TO DO >> Copy out the lines of all the records below verbatim, omitting the pictures from your answer.

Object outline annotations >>
·····
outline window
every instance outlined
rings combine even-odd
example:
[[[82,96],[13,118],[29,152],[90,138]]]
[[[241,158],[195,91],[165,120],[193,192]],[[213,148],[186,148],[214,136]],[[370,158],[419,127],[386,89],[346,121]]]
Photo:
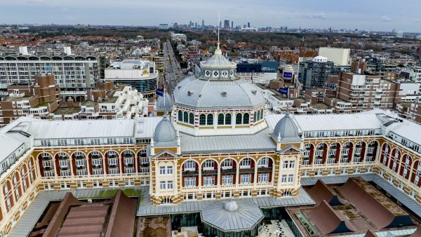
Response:
[[[215,168],[215,161],[213,160],[206,160],[203,163],[203,170],[213,170]]]
[[[184,164],[185,170],[194,171],[196,170],[196,162],[194,161],[187,161]]]
[[[231,125],[231,114],[225,114],[225,125]]]
[[[167,189],[173,189],[173,181],[167,181]]]
[[[222,161],[222,168],[224,169],[232,169],[232,160],[227,159]]]
[[[208,114],[207,125],[213,125],[213,114]]]
[[[229,185],[233,184],[232,175],[222,175],[222,184]]]
[[[159,189],[163,189],[163,189],[165,189],[166,188],[166,182],[165,182],[165,181],[161,181],[161,182],[159,182]]]
[[[235,124],[241,124],[243,123],[243,115],[241,114],[237,114],[235,116]]]
[[[182,121],[187,123],[189,122],[189,113],[185,111]]]
[[[248,113],[243,115],[243,124],[248,124],[250,123],[250,114]]]
[[[185,187],[195,187],[196,186],[196,177],[185,177]]]
[[[193,113],[189,114],[189,123],[194,124],[194,115]]]
[[[203,177],[203,185],[215,185],[215,177],[214,176],[205,176]]]
[[[206,114],[201,114],[199,116],[199,125],[206,125]]]
[[[218,115],[218,125],[224,125],[224,114]]]
[[[259,174],[258,182],[267,183],[269,182],[269,174]]]
[[[261,158],[258,162],[258,168],[268,167],[269,166],[269,157]]]
[[[173,166],[167,166],[167,175],[173,174]]]
[[[294,182],[294,175],[288,175],[288,182],[292,183]]]
[[[181,110],[178,111],[178,121],[182,121],[182,111]]]
[[[250,184],[251,183],[251,175],[241,175],[241,184]]]
[[[251,158],[245,158],[241,162],[240,162],[240,168],[250,168],[251,165]]]

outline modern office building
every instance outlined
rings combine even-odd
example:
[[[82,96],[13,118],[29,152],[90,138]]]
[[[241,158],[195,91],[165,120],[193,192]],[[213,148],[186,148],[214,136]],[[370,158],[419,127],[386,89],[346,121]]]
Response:
[[[19,83],[33,83],[38,74],[52,74],[64,90],[86,91],[100,76],[100,62],[94,56],[0,55],[0,89]]]
[[[153,96],[158,84],[155,62],[142,60],[114,62],[105,69],[105,81],[129,85],[147,97]]]
[[[265,228],[265,218],[283,215],[281,209],[316,203],[304,183],[350,175],[386,183],[394,191],[389,195],[407,198],[400,202],[402,207],[410,205],[407,208],[418,213],[421,126],[381,110],[269,114],[263,95],[237,77],[236,67],[218,46],[201,64],[202,76],[175,86],[171,116],[91,121],[20,118],[3,128],[0,231],[27,235],[48,201],[62,199],[69,190],[83,199],[131,187],[142,192],[138,216],[169,215],[174,228],[200,226],[207,237],[253,237]],[[64,223],[69,219],[55,216]],[[319,224],[320,232],[330,234]]]
[[[325,57],[318,56],[300,62],[298,81],[303,89],[324,86],[328,76],[337,75],[340,68]]]
[[[0,97],[0,128],[21,116],[53,117],[51,113],[62,104],[60,86],[51,74],[36,75],[34,80],[8,86],[8,96]]]
[[[350,62],[349,50],[349,48],[321,47],[319,48],[319,55],[333,62],[335,66],[345,66]]]

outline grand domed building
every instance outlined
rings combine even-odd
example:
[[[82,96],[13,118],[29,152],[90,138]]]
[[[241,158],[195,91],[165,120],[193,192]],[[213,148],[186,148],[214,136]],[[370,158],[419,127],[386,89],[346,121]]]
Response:
[[[316,203],[302,186],[351,175],[421,216],[421,126],[381,110],[271,114],[219,46],[201,69],[158,99],[155,116],[21,117],[0,129],[0,234],[45,227],[44,208],[69,190],[96,198],[121,189],[141,194],[138,217],[169,215],[173,229],[199,226],[205,236],[255,236],[264,219]]]

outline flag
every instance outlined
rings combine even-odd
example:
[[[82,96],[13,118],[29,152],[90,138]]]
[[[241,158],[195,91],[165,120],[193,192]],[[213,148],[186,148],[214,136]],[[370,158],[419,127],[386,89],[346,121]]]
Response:
[[[163,96],[163,90],[156,89],[155,90],[155,93],[156,93],[156,95],[158,95],[159,96]]]
[[[289,88],[288,88],[288,87],[286,87],[286,88],[279,88],[278,90],[278,92],[280,93],[282,95],[285,95],[288,96],[288,89],[289,89]]]

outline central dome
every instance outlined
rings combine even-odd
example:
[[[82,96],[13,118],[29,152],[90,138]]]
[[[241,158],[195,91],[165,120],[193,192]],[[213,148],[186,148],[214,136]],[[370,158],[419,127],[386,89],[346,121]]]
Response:
[[[255,85],[238,78],[236,64],[228,60],[219,48],[201,62],[201,74],[186,78],[174,89],[175,105],[190,109],[255,108],[265,97]]]

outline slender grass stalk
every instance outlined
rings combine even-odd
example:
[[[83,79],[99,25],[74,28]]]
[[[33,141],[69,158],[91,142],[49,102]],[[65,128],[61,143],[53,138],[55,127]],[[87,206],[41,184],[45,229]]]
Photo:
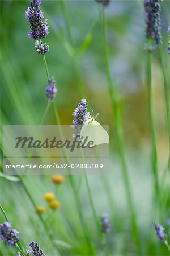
·····
RESPONSE TO THE TASK >>
outline window
every instance outlined
rings combine even-odd
example:
[[[82,96],[13,118],[29,152],[90,138]]]
[[[241,158],[195,91],[165,120],[193,192]],[[213,148],[186,148],[214,136]],[[370,158],[419,127],[386,89],[346,121]]]
Photo:
Response:
[[[215,168],[215,161],[213,160],[206,160],[203,163],[203,170],[213,170]]]
[[[184,164],[185,170],[194,171],[196,170],[196,162],[194,161],[187,161]]]
[[[231,125],[231,114],[225,114],[225,125]]]
[[[167,189],[173,189],[173,181],[167,181]]]
[[[222,161],[222,168],[224,169],[232,169],[232,160],[227,159]]]
[[[208,114],[207,125],[213,125],[213,114]]]
[[[229,185],[233,184],[232,175],[222,175],[222,184]]]
[[[159,189],[163,189],[163,189],[165,189],[166,188],[166,182],[165,182],[165,181],[161,181],[161,182],[159,182]]]
[[[235,124],[241,124],[243,123],[243,115],[241,114],[237,114],[235,116]]]
[[[182,121],[187,123],[189,122],[189,113],[185,111]]]
[[[248,113],[243,115],[243,124],[248,124],[250,123],[250,114]]]
[[[185,187],[195,187],[196,186],[196,177],[185,177]]]
[[[193,113],[189,114],[189,123],[194,124],[194,115]]]
[[[203,177],[203,185],[215,185],[215,177],[214,176],[205,176]]]
[[[206,114],[201,114],[199,116],[199,125],[206,125]]]
[[[218,115],[218,125],[224,125],[224,114]]]
[[[259,174],[258,182],[267,183],[269,182],[269,174]]]
[[[261,158],[258,162],[258,168],[268,167],[269,166],[269,157]]]
[[[173,166],[167,166],[167,175],[173,174]]]
[[[294,182],[294,175],[288,175],[288,182],[292,183]]]
[[[181,110],[178,111],[178,121],[182,121],[182,111]]]
[[[250,184],[251,183],[251,175],[241,175],[241,184]]]
[[[251,158],[245,158],[241,162],[240,162],[240,168],[250,168],[251,165]]]

outline modern office building
every instance outlined
rings combine even-odd
example:
[[[82,96],[13,118],[29,152],[90,138]]]
[[[241,158],[195,91],[165,120],[193,192]],[[213,148],[186,148],[214,136]],[[370,158],[419,127],[386,89],[346,121]]]
Response:
[[[19,83],[33,83],[38,74],[52,74],[64,90],[86,91],[100,76],[100,62],[94,56],[0,55],[0,89]]]
[[[153,96],[158,84],[155,62],[142,60],[114,62],[105,69],[105,81],[129,85],[147,97]]]
[[[265,228],[265,218],[283,215],[281,209],[316,203],[304,183],[350,175],[386,183],[394,191],[389,195],[407,198],[400,202],[402,207],[410,205],[407,208],[418,213],[421,126],[381,110],[269,114],[263,95],[237,77],[236,67],[218,46],[201,64],[202,76],[175,86],[171,116],[91,121],[20,118],[3,128],[0,231],[27,235],[48,201],[62,199],[69,190],[83,199],[131,187],[142,192],[138,216],[169,215],[174,228],[200,226],[207,237],[253,237]],[[64,223],[69,219],[55,216]],[[319,224],[320,232],[330,234]]]
[[[325,57],[318,56],[300,62],[298,81],[303,89],[324,86],[328,76],[337,75],[340,68]]]
[[[0,97],[0,128],[21,116],[53,117],[51,113],[62,104],[60,86],[51,74],[36,75],[34,80],[8,86],[8,96]]]
[[[350,62],[349,50],[349,48],[321,47],[319,48],[319,55],[333,62],[335,66],[345,66]]]

outline grand domed building
every instance outlined
rings combine even-odd
example:
[[[82,96],[13,118],[29,152],[90,138]]]
[[[241,158],[195,91],[165,120],[193,192]],[[213,148],[186,148],[214,136]],[[370,158],[419,127],[386,89],[346,121]]]
Response:
[[[316,203],[302,186],[351,175],[421,216],[421,126],[381,110],[271,114],[219,46],[201,69],[158,99],[155,116],[21,117],[0,129],[0,234],[45,227],[44,208],[69,190],[96,198],[121,189],[141,194],[138,217],[169,215],[173,229],[199,226],[205,236],[255,236],[264,219]]]

outline flag
every instance outlined
rings combine even-odd
example:
[[[82,96],[13,118],[29,152],[90,138]]]
[[[241,158],[195,91],[165,120],[193,192]],[[213,148],[186,148],[214,136]],[[370,158],[419,127],[386,89],[346,121]]]
Response:
[[[163,96],[163,90],[156,89],[155,90],[155,93],[156,93],[156,95],[158,95],[159,96]]]
[[[289,88],[288,88],[288,87],[286,87],[286,88],[279,88],[278,90],[278,92],[280,93],[282,95],[285,95],[288,96],[288,89],[289,89]]]

outline central dome
every instance outlined
rings combine even-odd
example:
[[[82,96],[13,118],[29,152],[90,138]]]
[[[241,158],[195,91],[165,120],[193,192]],[[213,148],[186,148],[214,136]],[[370,158],[419,127],[386,89],[346,121]]]
Response:
[[[255,85],[238,78],[236,64],[228,60],[219,48],[201,62],[201,74],[186,78],[174,89],[175,105],[190,109],[255,108],[265,97]]]

outline slender grass stalk
every instance outlined
rings combine even-odd
example:
[[[83,79],[99,25],[74,28]]]
[[[33,141],[69,158],[91,142],[49,102]],[[65,128],[61,143],[53,138],[55,127]],[[87,206],[41,184],[45,229]]]
Photo:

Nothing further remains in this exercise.